Text section:
•••••

# in the market for a winch...lookin for feedback



## southgasoldier (Apr 9, 2010)

Hey anybody got any good suggestions on winches....aside from warn....I dont want to drop $500+ on something that wont get used too often....Ive looked at Viper winches and promark (formerly known as Gorilla) any suggestions or experiences with the two brands I mentioned?


----------



## Polaris425 (Dec 16, 2004)

Viper is a good brand, & motoalliance is one of our sponsors.


----------



## phreebsd (Dec 16, 2004)

You'll receive a plethora of responses in favor of Viper. They are a proven, cost-effective alternative to warn without sacrificing quality and power.

Gorilla winches I've heard equal good and bad about.
It's been a year or more since..


----------



## southgasoldier (Apr 9, 2010)

whats motoalliances website?...i tried to get to them thru the sponsor link, couldnt get it to go thru


----------



## Polaris425 (Dec 16, 2004)

•••••

Stated problem: From the winch thread above, copy out everything from "Hey anybody got" down to "of our sponsors.", word for word.

•••••

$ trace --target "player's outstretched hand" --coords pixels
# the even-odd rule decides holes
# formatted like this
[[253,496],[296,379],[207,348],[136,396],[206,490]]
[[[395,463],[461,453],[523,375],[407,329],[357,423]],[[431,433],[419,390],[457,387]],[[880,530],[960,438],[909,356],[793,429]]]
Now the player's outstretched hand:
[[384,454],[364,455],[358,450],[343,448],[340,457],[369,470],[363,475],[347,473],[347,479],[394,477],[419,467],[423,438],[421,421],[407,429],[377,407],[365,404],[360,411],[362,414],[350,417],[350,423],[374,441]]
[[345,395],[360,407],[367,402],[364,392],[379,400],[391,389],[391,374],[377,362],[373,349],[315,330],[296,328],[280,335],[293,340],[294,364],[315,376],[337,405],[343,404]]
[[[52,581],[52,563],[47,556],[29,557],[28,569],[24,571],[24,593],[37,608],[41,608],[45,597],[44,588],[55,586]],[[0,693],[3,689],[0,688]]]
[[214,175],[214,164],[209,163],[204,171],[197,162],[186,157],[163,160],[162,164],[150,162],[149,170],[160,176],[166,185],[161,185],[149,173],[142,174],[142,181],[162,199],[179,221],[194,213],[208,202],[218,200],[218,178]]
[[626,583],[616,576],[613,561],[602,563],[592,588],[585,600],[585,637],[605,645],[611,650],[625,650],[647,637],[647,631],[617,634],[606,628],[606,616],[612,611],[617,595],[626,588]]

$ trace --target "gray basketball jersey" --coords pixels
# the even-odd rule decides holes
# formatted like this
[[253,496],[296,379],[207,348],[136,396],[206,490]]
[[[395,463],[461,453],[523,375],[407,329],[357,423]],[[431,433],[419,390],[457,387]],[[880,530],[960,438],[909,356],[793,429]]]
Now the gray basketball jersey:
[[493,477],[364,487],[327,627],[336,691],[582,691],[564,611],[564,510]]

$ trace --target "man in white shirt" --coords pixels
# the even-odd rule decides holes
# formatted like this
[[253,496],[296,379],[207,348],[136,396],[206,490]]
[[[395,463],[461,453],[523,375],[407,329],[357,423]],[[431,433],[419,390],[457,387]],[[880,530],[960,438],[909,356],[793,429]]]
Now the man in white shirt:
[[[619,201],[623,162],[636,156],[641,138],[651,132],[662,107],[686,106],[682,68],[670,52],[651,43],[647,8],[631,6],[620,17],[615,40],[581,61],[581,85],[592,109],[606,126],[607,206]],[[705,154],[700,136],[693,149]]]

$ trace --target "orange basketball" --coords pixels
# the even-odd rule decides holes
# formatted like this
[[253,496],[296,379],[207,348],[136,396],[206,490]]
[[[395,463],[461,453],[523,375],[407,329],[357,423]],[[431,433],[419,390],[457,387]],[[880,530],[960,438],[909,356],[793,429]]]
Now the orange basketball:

•••••

Full response:
Hey anybody got any good suggestions on winches....aside from warn....I dont want to drop $500+ on something that wont get used too often....Ive looked at Viper winches and promark (formerly known as Gorilla) any suggestions or experiences with the two brands I mentioned?


----------



## Polaris425 (Dec 16, 2004)

Viper is a good brand, & motoalliance is one of our sponsors.